── RAW RECORDS ──
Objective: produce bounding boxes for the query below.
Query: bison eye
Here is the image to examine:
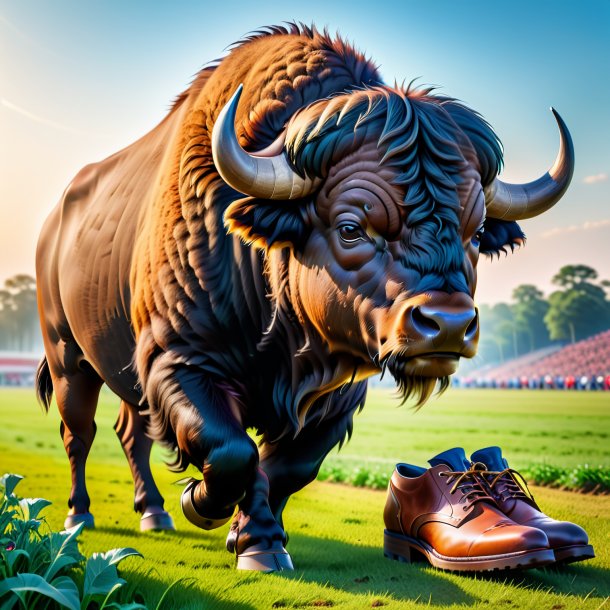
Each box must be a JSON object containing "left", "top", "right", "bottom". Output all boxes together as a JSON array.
[{"left": 339, "top": 222, "right": 366, "bottom": 244}]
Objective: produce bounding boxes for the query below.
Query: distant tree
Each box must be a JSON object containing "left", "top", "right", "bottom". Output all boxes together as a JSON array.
[
  {"left": 512, "top": 284, "right": 550, "bottom": 351},
  {"left": 544, "top": 265, "right": 610, "bottom": 343},
  {"left": 0, "top": 274, "right": 41, "bottom": 351}
]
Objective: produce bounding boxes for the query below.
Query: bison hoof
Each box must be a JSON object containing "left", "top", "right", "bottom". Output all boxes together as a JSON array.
[
  {"left": 181, "top": 479, "right": 234, "bottom": 530},
  {"left": 237, "top": 542, "right": 294, "bottom": 572},
  {"left": 64, "top": 513, "right": 95, "bottom": 529},
  {"left": 140, "top": 511, "right": 176, "bottom": 532}
]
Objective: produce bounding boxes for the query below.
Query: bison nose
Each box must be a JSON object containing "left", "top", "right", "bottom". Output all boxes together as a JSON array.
[{"left": 409, "top": 293, "right": 479, "bottom": 357}]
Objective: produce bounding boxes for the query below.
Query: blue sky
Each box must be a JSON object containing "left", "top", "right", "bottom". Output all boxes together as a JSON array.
[{"left": 0, "top": 0, "right": 610, "bottom": 302}]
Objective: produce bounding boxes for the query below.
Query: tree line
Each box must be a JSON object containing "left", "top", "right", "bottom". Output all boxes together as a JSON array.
[
  {"left": 477, "top": 265, "right": 610, "bottom": 363},
  {"left": 0, "top": 265, "right": 610, "bottom": 362},
  {"left": 0, "top": 274, "right": 42, "bottom": 352}
]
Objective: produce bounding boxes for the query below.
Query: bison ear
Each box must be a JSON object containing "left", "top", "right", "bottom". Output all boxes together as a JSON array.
[
  {"left": 479, "top": 217, "right": 525, "bottom": 256},
  {"left": 224, "top": 197, "right": 306, "bottom": 248}
]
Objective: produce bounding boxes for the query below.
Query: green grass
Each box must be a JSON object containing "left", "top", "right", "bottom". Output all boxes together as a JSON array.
[{"left": 0, "top": 390, "right": 610, "bottom": 610}]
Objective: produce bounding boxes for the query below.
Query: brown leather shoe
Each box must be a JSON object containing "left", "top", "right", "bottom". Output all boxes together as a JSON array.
[
  {"left": 471, "top": 447, "right": 595, "bottom": 563},
  {"left": 384, "top": 449, "right": 555, "bottom": 571}
]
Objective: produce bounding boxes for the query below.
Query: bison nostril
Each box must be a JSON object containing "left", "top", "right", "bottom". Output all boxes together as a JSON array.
[
  {"left": 411, "top": 307, "right": 441, "bottom": 337},
  {"left": 464, "top": 311, "right": 479, "bottom": 339}
]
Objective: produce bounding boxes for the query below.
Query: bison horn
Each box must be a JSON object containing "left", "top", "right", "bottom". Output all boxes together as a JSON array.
[
  {"left": 485, "top": 108, "right": 574, "bottom": 220},
  {"left": 212, "top": 85, "right": 318, "bottom": 199}
]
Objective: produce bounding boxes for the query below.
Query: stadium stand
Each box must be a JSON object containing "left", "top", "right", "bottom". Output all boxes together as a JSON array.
[{"left": 454, "top": 330, "right": 610, "bottom": 390}]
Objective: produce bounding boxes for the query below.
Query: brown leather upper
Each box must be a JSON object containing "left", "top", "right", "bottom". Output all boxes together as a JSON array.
[
  {"left": 384, "top": 464, "right": 548, "bottom": 557},
  {"left": 486, "top": 473, "right": 589, "bottom": 549}
]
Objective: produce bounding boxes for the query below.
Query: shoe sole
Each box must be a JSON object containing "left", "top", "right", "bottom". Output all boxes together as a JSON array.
[
  {"left": 383, "top": 530, "right": 556, "bottom": 572},
  {"left": 554, "top": 544, "right": 595, "bottom": 564}
]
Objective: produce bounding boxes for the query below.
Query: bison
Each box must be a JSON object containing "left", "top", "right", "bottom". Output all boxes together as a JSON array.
[{"left": 37, "top": 25, "right": 574, "bottom": 571}]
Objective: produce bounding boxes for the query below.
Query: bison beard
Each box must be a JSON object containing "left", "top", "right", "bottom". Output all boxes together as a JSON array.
[{"left": 37, "top": 25, "right": 573, "bottom": 570}]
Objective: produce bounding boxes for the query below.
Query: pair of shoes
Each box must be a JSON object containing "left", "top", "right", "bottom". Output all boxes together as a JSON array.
[{"left": 384, "top": 447, "right": 595, "bottom": 571}]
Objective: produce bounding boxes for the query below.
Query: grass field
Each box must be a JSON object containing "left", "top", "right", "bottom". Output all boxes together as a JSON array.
[{"left": 0, "top": 390, "right": 610, "bottom": 610}]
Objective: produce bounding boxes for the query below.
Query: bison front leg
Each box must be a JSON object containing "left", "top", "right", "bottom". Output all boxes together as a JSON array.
[
  {"left": 227, "top": 400, "right": 355, "bottom": 572},
  {"left": 227, "top": 468, "right": 293, "bottom": 572},
  {"left": 114, "top": 400, "right": 175, "bottom": 532},
  {"left": 261, "top": 407, "right": 356, "bottom": 527},
  {"left": 146, "top": 354, "right": 258, "bottom": 530}
]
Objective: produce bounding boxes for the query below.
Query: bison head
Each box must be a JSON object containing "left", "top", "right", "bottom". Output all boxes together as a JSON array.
[{"left": 212, "top": 86, "right": 574, "bottom": 403}]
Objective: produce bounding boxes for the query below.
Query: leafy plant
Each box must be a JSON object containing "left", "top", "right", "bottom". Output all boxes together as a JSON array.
[{"left": 0, "top": 474, "right": 146, "bottom": 610}]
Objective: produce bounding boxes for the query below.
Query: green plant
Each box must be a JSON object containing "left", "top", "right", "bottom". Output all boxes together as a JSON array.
[{"left": 0, "top": 474, "right": 146, "bottom": 610}]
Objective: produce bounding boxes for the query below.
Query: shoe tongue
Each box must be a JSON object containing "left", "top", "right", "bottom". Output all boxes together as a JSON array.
[
  {"left": 470, "top": 447, "right": 508, "bottom": 471},
  {"left": 428, "top": 447, "right": 470, "bottom": 471}
]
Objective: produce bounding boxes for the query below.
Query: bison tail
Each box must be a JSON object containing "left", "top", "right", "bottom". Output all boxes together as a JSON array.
[{"left": 36, "top": 356, "right": 53, "bottom": 413}]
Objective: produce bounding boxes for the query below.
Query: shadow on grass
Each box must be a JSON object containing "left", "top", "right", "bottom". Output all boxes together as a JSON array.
[
  {"left": 119, "top": 570, "right": 256, "bottom": 610},
  {"left": 93, "top": 525, "right": 221, "bottom": 550},
  {"left": 281, "top": 533, "right": 479, "bottom": 606},
  {"left": 91, "top": 526, "right": 610, "bottom": 610},
  {"left": 282, "top": 533, "right": 610, "bottom": 605}
]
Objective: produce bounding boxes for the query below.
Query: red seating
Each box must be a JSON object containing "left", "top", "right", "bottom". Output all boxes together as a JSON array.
[{"left": 461, "top": 330, "right": 610, "bottom": 390}]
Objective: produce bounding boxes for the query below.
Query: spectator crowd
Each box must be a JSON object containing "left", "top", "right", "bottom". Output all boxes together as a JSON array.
[{"left": 453, "top": 330, "right": 610, "bottom": 390}]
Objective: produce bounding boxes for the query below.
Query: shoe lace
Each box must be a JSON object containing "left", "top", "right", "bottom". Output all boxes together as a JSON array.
[
  {"left": 439, "top": 462, "right": 494, "bottom": 510},
  {"left": 481, "top": 468, "right": 536, "bottom": 503}
]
───
● EXERCISE AIM
Pull out every line of the listing above that contains the word "brown", and copy each one unchanged.

● FULL SOLUTION
Query: brown leather shoe
Query: brown leather upper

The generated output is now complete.